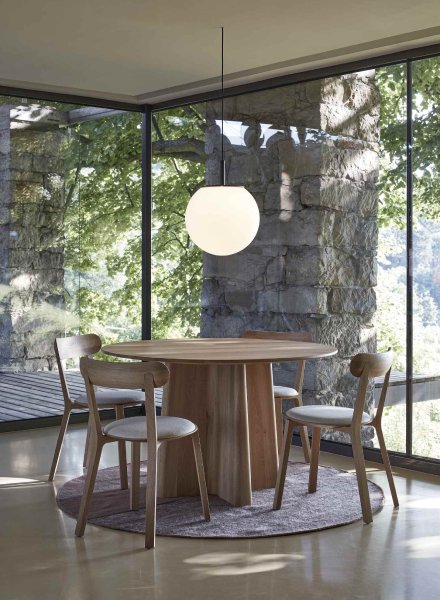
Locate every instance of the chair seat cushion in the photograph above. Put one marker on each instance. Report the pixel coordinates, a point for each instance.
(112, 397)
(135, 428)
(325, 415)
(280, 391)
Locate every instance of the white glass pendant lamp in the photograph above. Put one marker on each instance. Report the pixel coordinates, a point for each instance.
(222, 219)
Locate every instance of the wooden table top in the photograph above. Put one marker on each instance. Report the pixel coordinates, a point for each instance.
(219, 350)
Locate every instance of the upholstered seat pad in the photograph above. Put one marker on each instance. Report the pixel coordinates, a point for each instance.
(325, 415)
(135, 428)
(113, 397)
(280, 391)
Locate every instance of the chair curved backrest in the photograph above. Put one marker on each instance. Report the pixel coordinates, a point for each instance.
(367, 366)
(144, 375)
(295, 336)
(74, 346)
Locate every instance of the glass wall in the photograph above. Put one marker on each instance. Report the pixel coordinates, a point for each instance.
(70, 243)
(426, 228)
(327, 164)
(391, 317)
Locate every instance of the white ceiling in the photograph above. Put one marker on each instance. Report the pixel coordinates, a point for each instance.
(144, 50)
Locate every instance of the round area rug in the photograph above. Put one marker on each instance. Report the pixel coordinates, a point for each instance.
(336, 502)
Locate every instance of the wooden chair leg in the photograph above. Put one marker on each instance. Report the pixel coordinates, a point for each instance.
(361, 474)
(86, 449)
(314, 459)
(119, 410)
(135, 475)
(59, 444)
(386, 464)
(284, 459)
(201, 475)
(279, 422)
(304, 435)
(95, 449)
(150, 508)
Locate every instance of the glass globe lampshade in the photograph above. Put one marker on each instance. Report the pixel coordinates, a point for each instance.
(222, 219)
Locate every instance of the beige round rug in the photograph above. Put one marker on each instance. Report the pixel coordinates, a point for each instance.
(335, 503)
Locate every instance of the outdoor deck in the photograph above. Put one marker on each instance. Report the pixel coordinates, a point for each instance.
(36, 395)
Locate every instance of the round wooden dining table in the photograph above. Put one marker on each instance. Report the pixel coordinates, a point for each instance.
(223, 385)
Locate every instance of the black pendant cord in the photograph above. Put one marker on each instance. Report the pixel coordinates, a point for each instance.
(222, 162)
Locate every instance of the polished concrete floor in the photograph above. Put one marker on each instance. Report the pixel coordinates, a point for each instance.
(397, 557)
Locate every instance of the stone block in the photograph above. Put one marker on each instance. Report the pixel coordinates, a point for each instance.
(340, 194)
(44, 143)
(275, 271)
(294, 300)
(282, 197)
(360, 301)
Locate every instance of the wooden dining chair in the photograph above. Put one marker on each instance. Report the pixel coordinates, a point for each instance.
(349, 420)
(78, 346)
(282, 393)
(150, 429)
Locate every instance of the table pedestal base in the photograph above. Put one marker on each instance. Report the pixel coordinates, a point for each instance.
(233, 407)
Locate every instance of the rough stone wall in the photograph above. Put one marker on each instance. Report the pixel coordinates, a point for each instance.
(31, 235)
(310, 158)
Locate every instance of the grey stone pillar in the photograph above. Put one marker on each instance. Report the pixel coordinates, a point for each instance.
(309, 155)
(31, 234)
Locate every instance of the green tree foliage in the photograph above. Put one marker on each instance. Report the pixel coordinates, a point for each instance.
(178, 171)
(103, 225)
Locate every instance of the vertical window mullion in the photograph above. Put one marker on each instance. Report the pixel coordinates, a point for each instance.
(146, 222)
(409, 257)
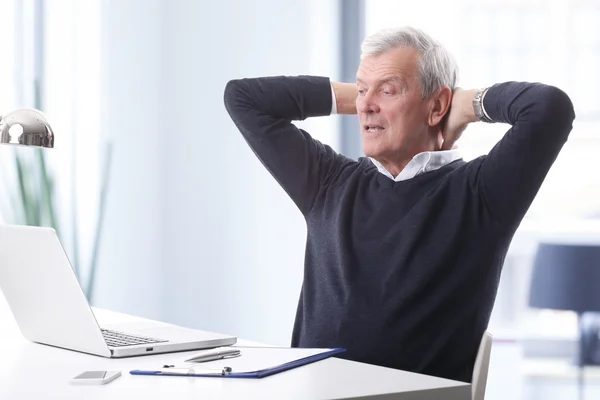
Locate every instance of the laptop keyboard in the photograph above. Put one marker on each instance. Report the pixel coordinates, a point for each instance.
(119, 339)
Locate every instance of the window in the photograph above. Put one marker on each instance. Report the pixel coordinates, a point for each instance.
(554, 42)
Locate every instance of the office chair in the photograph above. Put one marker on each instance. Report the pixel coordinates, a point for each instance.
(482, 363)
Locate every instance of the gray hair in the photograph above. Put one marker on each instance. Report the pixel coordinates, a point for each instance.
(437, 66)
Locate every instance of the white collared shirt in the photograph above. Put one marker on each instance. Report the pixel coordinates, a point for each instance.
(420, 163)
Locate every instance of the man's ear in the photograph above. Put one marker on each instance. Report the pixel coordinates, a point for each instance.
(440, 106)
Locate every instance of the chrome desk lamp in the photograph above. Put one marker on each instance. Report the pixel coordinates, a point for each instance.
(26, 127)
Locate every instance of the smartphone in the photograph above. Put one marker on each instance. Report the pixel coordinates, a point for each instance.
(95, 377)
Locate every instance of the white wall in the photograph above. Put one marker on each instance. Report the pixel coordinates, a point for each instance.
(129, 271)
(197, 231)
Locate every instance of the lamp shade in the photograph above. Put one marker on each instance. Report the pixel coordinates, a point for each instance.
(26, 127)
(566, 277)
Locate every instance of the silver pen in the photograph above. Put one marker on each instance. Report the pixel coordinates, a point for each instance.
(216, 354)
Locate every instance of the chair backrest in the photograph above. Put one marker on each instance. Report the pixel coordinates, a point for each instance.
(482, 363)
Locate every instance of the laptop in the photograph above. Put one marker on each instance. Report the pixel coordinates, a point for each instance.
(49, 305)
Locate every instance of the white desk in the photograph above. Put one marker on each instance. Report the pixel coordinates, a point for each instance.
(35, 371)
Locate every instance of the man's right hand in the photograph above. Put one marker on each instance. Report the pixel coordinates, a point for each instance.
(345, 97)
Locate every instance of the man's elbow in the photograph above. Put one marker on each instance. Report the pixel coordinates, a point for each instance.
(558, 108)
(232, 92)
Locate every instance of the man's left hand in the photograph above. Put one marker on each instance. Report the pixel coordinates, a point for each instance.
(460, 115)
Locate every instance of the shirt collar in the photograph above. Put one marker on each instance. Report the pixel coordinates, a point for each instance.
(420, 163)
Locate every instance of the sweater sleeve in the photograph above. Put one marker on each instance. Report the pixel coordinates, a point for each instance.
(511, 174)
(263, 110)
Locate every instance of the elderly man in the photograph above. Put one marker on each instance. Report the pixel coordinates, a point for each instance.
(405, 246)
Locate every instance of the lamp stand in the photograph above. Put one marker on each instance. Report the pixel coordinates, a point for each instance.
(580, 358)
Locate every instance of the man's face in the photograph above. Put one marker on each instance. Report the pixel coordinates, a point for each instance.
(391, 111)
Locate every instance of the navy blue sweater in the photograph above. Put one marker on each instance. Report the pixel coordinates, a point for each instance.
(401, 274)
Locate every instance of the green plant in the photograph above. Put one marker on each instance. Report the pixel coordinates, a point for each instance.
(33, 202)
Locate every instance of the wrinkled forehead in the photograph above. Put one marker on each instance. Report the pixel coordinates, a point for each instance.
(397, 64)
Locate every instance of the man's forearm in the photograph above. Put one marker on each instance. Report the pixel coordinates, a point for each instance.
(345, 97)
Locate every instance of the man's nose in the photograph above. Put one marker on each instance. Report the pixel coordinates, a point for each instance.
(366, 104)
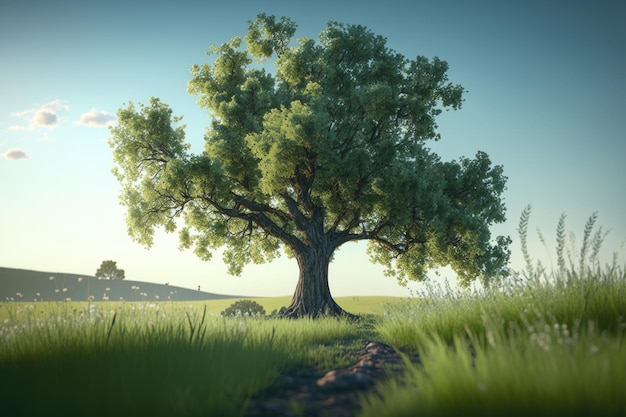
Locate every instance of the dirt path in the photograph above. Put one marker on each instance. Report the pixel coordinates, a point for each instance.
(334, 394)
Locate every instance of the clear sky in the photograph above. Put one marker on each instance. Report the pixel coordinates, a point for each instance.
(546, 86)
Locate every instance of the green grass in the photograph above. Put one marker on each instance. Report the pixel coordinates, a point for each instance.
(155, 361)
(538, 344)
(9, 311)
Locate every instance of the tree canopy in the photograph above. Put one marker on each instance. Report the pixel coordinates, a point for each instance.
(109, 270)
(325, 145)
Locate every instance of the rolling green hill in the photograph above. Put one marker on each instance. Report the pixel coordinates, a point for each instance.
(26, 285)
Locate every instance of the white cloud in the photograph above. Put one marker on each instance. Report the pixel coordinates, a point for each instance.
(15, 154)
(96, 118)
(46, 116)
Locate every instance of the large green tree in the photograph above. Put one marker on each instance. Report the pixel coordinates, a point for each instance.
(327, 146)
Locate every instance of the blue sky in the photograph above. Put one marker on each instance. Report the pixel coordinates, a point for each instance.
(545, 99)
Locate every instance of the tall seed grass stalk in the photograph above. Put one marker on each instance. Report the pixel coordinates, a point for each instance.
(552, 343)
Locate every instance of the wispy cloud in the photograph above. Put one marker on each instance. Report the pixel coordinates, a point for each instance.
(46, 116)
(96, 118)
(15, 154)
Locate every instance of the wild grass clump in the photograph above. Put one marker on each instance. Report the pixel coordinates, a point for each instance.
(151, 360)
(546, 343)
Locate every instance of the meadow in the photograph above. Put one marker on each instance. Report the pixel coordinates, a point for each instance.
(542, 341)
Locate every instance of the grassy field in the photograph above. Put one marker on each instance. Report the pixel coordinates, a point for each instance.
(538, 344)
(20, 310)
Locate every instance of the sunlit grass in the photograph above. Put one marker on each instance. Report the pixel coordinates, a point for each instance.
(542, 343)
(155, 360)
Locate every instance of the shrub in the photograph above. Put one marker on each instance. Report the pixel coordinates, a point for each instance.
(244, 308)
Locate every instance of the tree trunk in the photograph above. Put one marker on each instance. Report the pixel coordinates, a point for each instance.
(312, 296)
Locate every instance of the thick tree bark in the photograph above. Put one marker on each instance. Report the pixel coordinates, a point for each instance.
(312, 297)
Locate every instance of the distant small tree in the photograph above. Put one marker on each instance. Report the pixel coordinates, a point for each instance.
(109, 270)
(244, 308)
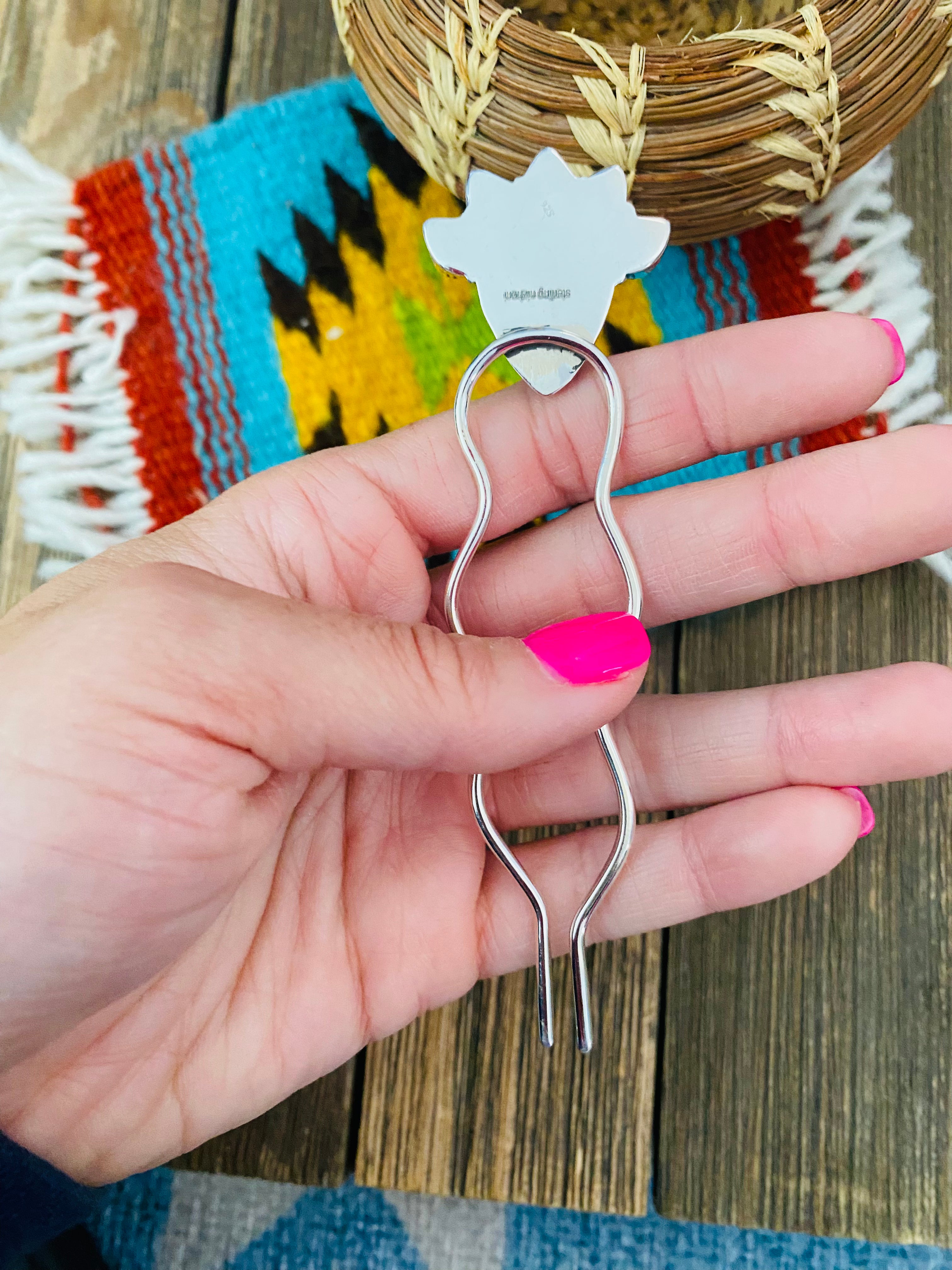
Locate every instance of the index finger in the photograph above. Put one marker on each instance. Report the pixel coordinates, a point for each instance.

━━━━━━━━

EXERCISE OBJECTIVE: The lines to copy run from the line containing "Locate every instance of the shrub" through the end of the data above; copy exactly those, minus the pictures.

RESULT OF THE EXERCISE:
Locate every instance of the shrub in the photograph above. Put one marker on each instance. Report the pixel coordinates, a point for each instance.
(244, 308)
Locate every instance of the tree trunk in the photograph above. Put one marker on each instance. Report the pixel coordinates, a point for each instance.
(312, 296)
Locate every instance of the thick tree bark in the photograph above. Put one marker on each instance. Report the pixel coordinates, a point for each instance.
(312, 297)
Locate every instance of the distant small tree in the photograph above. Put one marker on each instance. Report the pixel coordinates, a point for each instance.
(109, 270)
(244, 308)
Locate every instance of the index finger in the photograph above. Put one marker on each instance. Report the pixel coordinates, a point for each instance.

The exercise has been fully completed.